Daftar Tugas »
a: Makhluk apa saja yang dibandingkan dengan manusia dalam teks tentang manusia sebagai khalifah? Sebutkan semuanya.
b: Jawablah pertanyaan berikut berdasarkan teks tentang manusia sebagai khalifah:
(i) Untuk apa malaikat diciptakan oleh Allah?
(ii) Bagaimana kebanyakan jin menyikapi perintah Allah?
(iii) Apa yang dapat menjadikan manusia seperti syaitan?
c: Lanjutkan teks tentang manusia sebagai khalifah mulai dari kalimat terakhirnya.

Allah telah menjadikan manusia di muka bumi ini sebagai khalifah yang mengatur semua apa isi dunia untuk kemakmuran dan kebahagian makhluk lainnya. Manusia sebagai makhluk yang diciptakan paling sempurna oleh Allah subahanhu wata’ala deibandingkan dengan makhluk-makhluk lainya, baik itu malaikat, syaitan, jin, dan mahkluk hidup lainnya seperti binatang. malaikat diciptakan oleh Allah untuk selalu taat kepada Allah dan tidak akan pernah mengingkarinya. Sedangkan syaitan diciptakan untuk mengingkari Allah dan menggoda manusia, tidak akan pernah taat dan tunduk kepada Allah. Binatang tidak mempunyai kehendak pada dirinya, semua bergerak sesuai dengan apa yang sudah diberikan Allah padanya. sedangkan jin Allah ciptakan untuk taat dan ingkar tapi kebanyakn mereka mengingkari perintah Allah. Dan manusia sendiri adalah mahluk yang dapat mengingakri Allah dan dapat juga menjadi sangat taat kepada Allah.
Namun di antara berbagai macam kemuliaan yang diberikan Allah kepada makhluk yang diciptakan manusia adalah mahkluk paling istimewa dan mulia. Manusia kadang-kadang dapat menjadi seorang malaikat yang sangat taat kepada Allah, tapi kadang-kadang juga bisa menjadi syaitan dengan kefujuran dan keingkaran yang dilakukannya kepada Allah.

Data yang Diberikan »
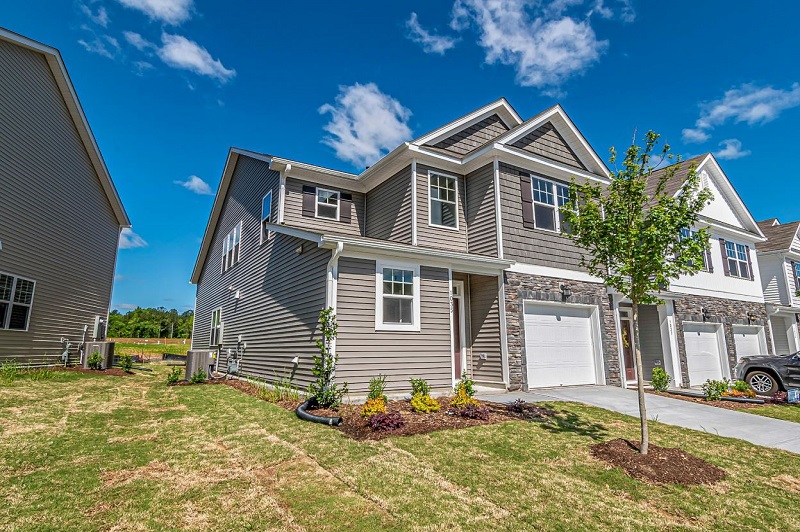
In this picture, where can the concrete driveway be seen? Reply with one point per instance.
(756, 429)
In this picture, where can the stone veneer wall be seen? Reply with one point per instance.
(519, 287)
(726, 311)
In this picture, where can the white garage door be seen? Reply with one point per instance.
(702, 352)
(748, 340)
(558, 345)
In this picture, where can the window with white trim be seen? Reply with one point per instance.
(548, 198)
(737, 260)
(16, 301)
(266, 216)
(443, 191)
(327, 205)
(397, 297)
(231, 248)
(216, 328)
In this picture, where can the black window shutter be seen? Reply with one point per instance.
(725, 266)
(345, 207)
(750, 264)
(527, 200)
(309, 200)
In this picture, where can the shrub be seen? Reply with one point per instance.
(424, 404)
(126, 363)
(199, 376)
(385, 422)
(420, 387)
(376, 386)
(714, 389)
(174, 375)
(373, 407)
(95, 360)
(660, 380)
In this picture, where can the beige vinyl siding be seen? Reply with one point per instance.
(530, 246)
(282, 291)
(473, 137)
(485, 329)
(481, 221)
(293, 211)
(547, 142)
(389, 208)
(365, 352)
(439, 237)
(56, 224)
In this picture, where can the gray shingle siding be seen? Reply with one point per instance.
(56, 224)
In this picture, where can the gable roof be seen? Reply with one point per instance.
(780, 237)
(67, 90)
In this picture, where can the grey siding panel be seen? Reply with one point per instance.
(474, 136)
(437, 237)
(365, 352)
(56, 224)
(389, 208)
(485, 328)
(481, 221)
(546, 142)
(531, 246)
(293, 211)
(277, 316)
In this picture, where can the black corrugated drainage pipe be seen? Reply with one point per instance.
(312, 401)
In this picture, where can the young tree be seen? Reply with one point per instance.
(632, 232)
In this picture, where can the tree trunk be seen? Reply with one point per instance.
(640, 380)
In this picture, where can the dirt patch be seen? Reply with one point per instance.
(661, 465)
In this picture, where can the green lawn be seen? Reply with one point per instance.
(93, 453)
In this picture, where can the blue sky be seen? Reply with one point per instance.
(169, 85)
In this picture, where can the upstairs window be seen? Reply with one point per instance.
(327, 204)
(442, 195)
(16, 300)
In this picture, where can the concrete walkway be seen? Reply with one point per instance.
(756, 429)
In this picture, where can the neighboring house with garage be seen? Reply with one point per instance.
(709, 319)
(779, 259)
(59, 210)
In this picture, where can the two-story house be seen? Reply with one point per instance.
(710, 318)
(779, 259)
(444, 256)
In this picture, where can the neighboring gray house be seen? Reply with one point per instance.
(61, 215)
(779, 258)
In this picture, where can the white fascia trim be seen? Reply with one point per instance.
(556, 273)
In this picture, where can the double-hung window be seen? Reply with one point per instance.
(327, 204)
(737, 260)
(443, 208)
(548, 198)
(397, 301)
(16, 300)
(231, 248)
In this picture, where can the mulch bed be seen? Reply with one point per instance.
(661, 465)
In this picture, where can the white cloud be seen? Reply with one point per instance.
(431, 44)
(732, 149)
(544, 45)
(179, 52)
(747, 103)
(196, 185)
(168, 11)
(365, 123)
(128, 239)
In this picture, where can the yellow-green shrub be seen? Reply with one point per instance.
(373, 406)
(424, 404)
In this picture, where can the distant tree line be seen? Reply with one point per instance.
(150, 323)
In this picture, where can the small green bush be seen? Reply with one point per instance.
(95, 360)
(660, 380)
(420, 387)
(714, 389)
(174, 375)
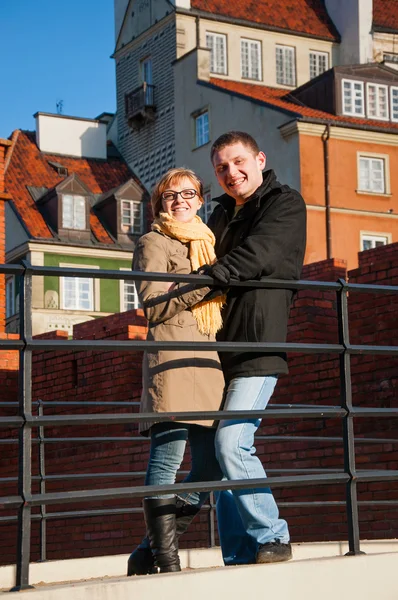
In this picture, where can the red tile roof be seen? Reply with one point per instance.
(29, 167)
(307, 17)
(279, 99)
(385, 14)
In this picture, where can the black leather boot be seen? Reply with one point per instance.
(141, 561)
(160, 519)
(274, 551)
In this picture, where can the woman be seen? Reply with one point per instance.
(176, 380)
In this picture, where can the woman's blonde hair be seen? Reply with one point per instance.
(173, 175)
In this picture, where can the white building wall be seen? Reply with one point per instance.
(72, 136)
(149, 151)
(228, 112)
(353, 19)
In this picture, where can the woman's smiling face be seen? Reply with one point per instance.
(181, 209)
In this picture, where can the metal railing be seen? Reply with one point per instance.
(26, 421)
(140, 99)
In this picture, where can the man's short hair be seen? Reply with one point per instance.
(234, 137)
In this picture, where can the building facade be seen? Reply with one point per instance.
(73, 203)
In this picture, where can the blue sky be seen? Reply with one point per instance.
(53, 50)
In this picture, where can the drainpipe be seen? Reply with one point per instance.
(197, 22)
(325, 140)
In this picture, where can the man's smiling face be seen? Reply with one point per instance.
(239, 171)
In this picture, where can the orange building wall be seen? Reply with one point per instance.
(343, 180)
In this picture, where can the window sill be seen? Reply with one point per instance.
(380, 194)
(201, 146)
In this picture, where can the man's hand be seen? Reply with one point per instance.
(221, 273)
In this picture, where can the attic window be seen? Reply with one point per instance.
(73, 212)
(61, 170)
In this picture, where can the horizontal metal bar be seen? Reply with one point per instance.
(369, 476)
(137, 345)
(11, 502)
(177, 488)
(310, 438)
(12, 269)
(7, 422)
(111, 419)
(371, 288)
(373, 350)
(12, 344)
(374, 412)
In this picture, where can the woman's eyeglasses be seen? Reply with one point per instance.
(171, 195)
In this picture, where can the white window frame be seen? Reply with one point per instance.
(288, 53)
(374, 238)
(385, 160)
(394, 112)
(218, 53)
(206, 208)
(377, 87)
(317, 70)
(75, 214)
(94, 289)
(131, 226)
(10, 296)
(251, 71)
(353, 83)
(202, 128)
(122, 290)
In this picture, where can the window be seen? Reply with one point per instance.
(217, 42)
(390, 57)
(10, 296)
(202, 129)
(369, 241)
(319, 63)
(394, 103)
(285, 65)
(73, 212)
(132, 216)
(371, 174)
(353, 98)
(250, 58)
(206, 208)
(128, 295)
(77, 293)
(147, 80)
(377, 99)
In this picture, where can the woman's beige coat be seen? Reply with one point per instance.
(174, 380)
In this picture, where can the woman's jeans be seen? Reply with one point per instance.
(168, 442)
(248, 517)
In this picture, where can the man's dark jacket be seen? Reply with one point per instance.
(265, 239)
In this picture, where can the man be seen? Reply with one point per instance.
(260, 229)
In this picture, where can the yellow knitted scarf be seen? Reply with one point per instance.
(201, 252)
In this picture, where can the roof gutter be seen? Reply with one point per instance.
(246, 23)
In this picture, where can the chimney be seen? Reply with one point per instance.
(4, 145)
(73, 136)
(181, 3)
(353, 19)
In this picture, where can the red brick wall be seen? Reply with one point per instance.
(313, 379)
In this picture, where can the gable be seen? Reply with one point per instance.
(139, 16)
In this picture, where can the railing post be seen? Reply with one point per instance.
(25, 434)
(42, 474)
(348, 421)
(212, 527)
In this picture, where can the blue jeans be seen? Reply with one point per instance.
(253, 517)
(168, 442)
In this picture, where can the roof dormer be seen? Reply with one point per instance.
(124, 211)
(66, 209)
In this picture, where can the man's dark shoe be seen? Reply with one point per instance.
(273, 552)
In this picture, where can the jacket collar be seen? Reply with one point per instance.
(228, 203)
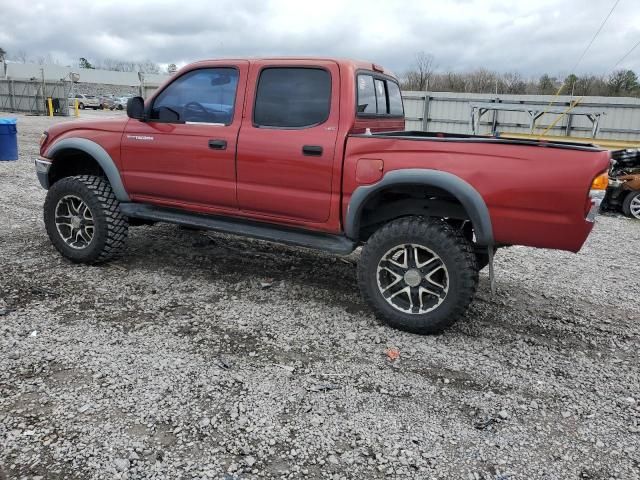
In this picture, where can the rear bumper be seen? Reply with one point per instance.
(43, 165)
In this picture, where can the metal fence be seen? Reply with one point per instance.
(30, 96)
(451, 112)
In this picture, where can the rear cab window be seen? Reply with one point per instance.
(292, 97)
(378, 96)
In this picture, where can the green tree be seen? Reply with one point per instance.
(84, 63)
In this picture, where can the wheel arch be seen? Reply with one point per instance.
(88, 157)
(465, 194)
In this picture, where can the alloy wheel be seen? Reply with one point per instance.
(74, 222)
(412, 278)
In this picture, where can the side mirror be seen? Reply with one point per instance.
(135, 108)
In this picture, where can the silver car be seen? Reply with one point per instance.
(85, 101)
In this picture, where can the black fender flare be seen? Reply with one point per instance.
(100, 155)
(466, 194)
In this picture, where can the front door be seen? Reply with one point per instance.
(184, 154)
(287, 141)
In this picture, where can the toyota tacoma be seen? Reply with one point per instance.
(312, 152)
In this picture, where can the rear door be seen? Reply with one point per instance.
(287, 141)
(184, 155)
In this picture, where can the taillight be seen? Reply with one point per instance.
(596, 195)
(43, 138)
(601, 182)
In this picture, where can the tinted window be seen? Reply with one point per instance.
(366, 94)
(395, 99)
(292, 97)
(206, 95)
(381, 97)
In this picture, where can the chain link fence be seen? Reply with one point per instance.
(30, 96)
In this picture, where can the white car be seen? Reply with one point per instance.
(85, 101)
(120, 103)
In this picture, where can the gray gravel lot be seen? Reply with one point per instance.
(202, 356)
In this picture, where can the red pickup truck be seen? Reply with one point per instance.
(313, 152)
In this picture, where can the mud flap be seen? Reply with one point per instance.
(492, 278)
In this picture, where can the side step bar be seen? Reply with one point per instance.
(320, 241)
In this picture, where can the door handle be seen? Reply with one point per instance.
(312, 150)
(218, 144)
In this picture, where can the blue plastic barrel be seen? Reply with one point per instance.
(8, 139)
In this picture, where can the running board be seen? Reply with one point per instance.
(263, 231)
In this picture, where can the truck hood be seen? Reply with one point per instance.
(106, 125)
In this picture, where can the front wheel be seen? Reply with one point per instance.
(418, 275)
(631, 204)
(83, 220)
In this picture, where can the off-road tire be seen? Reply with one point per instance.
(453, 249)
(626, 204)
(110, 226)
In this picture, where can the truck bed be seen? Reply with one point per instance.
(457, 137)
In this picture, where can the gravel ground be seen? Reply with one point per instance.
(207, 356)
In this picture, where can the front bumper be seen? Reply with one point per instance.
(43, 165)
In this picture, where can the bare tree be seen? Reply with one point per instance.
(418, 77)
(481, 81)
(148, 66)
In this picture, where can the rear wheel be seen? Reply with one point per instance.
(418, 275)
(631, 205)
(83, 220)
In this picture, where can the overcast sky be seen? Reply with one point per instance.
(528, 36)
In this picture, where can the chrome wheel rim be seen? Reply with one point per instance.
(635, 206)
(412, 278)
(74, 222)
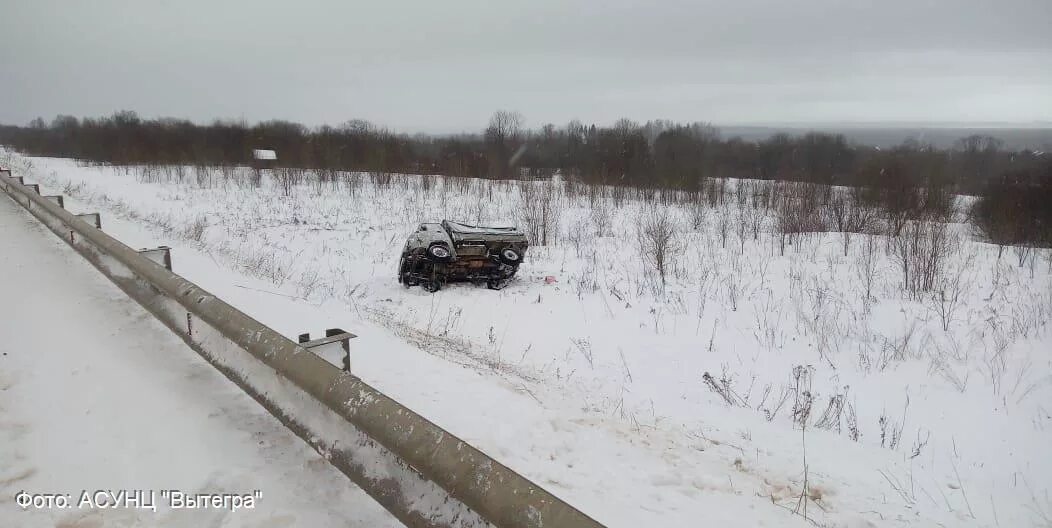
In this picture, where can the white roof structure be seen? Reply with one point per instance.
(260, 154)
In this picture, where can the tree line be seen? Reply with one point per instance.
(1013, 184)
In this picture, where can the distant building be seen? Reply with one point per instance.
(263, 158)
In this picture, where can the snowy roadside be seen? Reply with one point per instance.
(597, 397)
(98, 396)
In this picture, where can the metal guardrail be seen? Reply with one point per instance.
(424, 475)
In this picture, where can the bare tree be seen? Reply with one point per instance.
(504, 140)
(659, 241)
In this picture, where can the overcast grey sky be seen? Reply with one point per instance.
(446, 65)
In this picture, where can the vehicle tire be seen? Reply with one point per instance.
(510, 257)
(439, 252)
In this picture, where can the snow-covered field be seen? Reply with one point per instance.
(97, 396)
(929, 410)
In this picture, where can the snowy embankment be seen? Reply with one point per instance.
(925, 410)
(96, 394)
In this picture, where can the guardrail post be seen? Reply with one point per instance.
(160, 255)
(93, 219)
(331, 336)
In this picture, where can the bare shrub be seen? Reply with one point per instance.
(866, 268)
(601, 218)
(921, 251)
(540, 211)
(659, 241)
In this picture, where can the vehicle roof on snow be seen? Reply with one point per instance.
(477, 229)
(264, 154)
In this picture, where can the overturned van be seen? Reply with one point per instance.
(437, 254)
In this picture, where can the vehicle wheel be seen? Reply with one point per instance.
(439, 252)
(510, 257)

Kumpulan Jawaban »
a: Malaikat, syaitan, jin, dan binatang.

b:
(i) Untuk selalu taat kepada Allah dan tidak akan pernah mengingkari-Nya.
(ii) Kebanyakan jin mengingkari perintah Allah.
(iii) Kefujuran dan keingkaran yang dilakukannya kepada Allah.

c:
Allah menciptakan semua bentuk dan keadaan seperti itu tidaklah berjalan begitu saja, tapi ia mempunyai makna dan tujuan penciptaan. Manusia sendiri adalah makhluk yang kompleks dalam dirinya, susah diprediksi, dan rumit untuk menilai. sebenarnya sangat mudah bagi Allah menjadikan semua makhluknya untuk tunduk kepadanya termasuk manusia. Tidak sulit untuk menjadikan manusia sebagai makhluk yang taat dan tunduk kepada Allah, tidak menentangnya dengan menyekutukannya dan lain sebagainya. Tapi Allah tidak menjadikan semua manusia menjadi taat agar menjadi ujian keimanan baginya. Karena Allah akan menyediakan syurga bagi mereka yang taat dan neraka bagi mereka yang ingkar.
Manusia telah diberikan akal dan nafsu untuk melakukan segala pertimbangan tindakan. Dengan akan yang diberikan Allah, manusia secara sederhana akan dapat membedakan antara yang baik dan buruk, perbuatan yang dilarang dan dianjurkan. Tapi kadang-kadang akal sehat untuk berpikir manusia sering dirasuki oleh hawa nafsu dan menjadikannya menjadi melenceng dari jalan yang Allah gariskan. Di sini kemudian manusia ditempa dengan keimanan agar antara akal dan nafsu dapat saling menopang dan menjadi sebuah kesatuan yang mengangungkan kalimah Allah di muka bumi. Kita tahu bahwa keimanan tidak hanya percaya saja, tapi keimanan adalah mengucapkan dengan bibir, mempercayai dengan hati, dan melakukannya dengan anggota tubuh yang ada.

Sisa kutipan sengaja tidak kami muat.